> _Raw records_:
============================================================
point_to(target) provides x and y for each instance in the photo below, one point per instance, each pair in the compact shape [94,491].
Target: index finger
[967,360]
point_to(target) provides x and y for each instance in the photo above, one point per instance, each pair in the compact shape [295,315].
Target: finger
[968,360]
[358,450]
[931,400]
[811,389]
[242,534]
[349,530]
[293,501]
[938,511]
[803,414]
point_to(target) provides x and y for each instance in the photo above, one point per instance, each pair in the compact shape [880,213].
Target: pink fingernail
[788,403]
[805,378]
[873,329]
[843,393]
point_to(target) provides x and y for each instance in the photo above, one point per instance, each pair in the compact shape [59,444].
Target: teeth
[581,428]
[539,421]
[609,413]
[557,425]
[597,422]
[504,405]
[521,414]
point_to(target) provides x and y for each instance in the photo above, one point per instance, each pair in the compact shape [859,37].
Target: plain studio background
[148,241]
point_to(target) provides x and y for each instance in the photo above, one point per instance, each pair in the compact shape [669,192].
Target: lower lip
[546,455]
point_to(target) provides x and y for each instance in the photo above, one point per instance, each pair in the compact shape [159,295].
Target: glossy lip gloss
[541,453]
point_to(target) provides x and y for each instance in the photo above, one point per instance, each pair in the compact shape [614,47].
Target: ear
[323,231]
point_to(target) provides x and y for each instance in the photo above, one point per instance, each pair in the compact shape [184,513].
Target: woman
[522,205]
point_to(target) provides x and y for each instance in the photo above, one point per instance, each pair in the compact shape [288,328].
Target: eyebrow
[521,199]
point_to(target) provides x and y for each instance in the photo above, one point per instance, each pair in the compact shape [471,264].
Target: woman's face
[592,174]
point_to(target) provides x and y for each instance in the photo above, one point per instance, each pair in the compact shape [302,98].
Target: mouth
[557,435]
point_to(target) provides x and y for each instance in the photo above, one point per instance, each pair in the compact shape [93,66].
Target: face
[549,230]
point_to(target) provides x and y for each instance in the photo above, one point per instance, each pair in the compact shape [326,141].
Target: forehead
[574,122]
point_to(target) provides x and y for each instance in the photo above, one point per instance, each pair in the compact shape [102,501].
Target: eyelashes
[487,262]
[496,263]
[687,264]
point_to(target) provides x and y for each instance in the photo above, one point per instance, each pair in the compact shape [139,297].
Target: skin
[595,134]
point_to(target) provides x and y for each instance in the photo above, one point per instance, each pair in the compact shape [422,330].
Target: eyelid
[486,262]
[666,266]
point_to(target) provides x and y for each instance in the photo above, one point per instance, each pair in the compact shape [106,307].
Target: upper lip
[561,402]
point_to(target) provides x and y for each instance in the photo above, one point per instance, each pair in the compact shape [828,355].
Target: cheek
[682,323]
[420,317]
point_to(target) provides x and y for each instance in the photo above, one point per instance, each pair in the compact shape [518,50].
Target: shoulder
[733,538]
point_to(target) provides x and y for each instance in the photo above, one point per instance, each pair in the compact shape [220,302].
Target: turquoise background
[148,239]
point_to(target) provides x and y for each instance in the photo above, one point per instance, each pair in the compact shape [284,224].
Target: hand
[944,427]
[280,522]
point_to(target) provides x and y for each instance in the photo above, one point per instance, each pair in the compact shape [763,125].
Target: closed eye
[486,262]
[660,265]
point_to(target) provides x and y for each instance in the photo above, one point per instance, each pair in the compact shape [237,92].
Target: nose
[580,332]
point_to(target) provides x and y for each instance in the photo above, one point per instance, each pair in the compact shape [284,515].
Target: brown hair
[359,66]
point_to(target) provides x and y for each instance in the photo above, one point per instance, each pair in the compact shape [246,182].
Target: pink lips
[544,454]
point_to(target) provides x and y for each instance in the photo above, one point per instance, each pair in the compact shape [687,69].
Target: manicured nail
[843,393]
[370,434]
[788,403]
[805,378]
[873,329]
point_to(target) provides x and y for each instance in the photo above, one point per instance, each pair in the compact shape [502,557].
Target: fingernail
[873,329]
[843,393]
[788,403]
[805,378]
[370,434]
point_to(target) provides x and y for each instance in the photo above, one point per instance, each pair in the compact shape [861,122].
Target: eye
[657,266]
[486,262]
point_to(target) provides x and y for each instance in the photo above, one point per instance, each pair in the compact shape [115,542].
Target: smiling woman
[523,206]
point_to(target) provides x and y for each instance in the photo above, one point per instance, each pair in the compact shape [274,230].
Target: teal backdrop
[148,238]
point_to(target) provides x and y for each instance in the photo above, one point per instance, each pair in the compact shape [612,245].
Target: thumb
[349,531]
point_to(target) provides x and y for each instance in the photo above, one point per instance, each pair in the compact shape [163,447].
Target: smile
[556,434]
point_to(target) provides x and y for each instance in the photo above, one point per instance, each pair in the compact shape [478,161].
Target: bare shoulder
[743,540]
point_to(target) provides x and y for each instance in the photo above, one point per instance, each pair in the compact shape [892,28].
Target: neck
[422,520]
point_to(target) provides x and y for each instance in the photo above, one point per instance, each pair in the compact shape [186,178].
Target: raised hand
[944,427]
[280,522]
============================================================
> _Task objective_: Reproduce exactly the line containing "compact shape [612,245]." and every line after it through the end of the records above, and nothing else.

> _Expected output_:
point_to(target) provides x and y for each instance in the photo above, one point per instance, each pair in the compact shape [612,245].
Target: thumb
[349,531]
point_to(target) provides x and y for each instance in the photo above, one point per instance, each pair in the compact shape [163,447].
Target: smile
[556,434]
point_to(target) provides x and y for each instance in the photo above, one point per instance, each pair in the compact shape [478,161].
Target: bare shoulder
[743,540]
point_to(target) provides x and y for each instance in the photo above, one point per instance, each pair in the compact shape [892,28].
Target: neck
[422,520]
point_to(target) provides x and y for each instance in the photo above, one point per instance, each pair in the compact shape [186,178].
Target: raised hand
[944,427]
[280,522]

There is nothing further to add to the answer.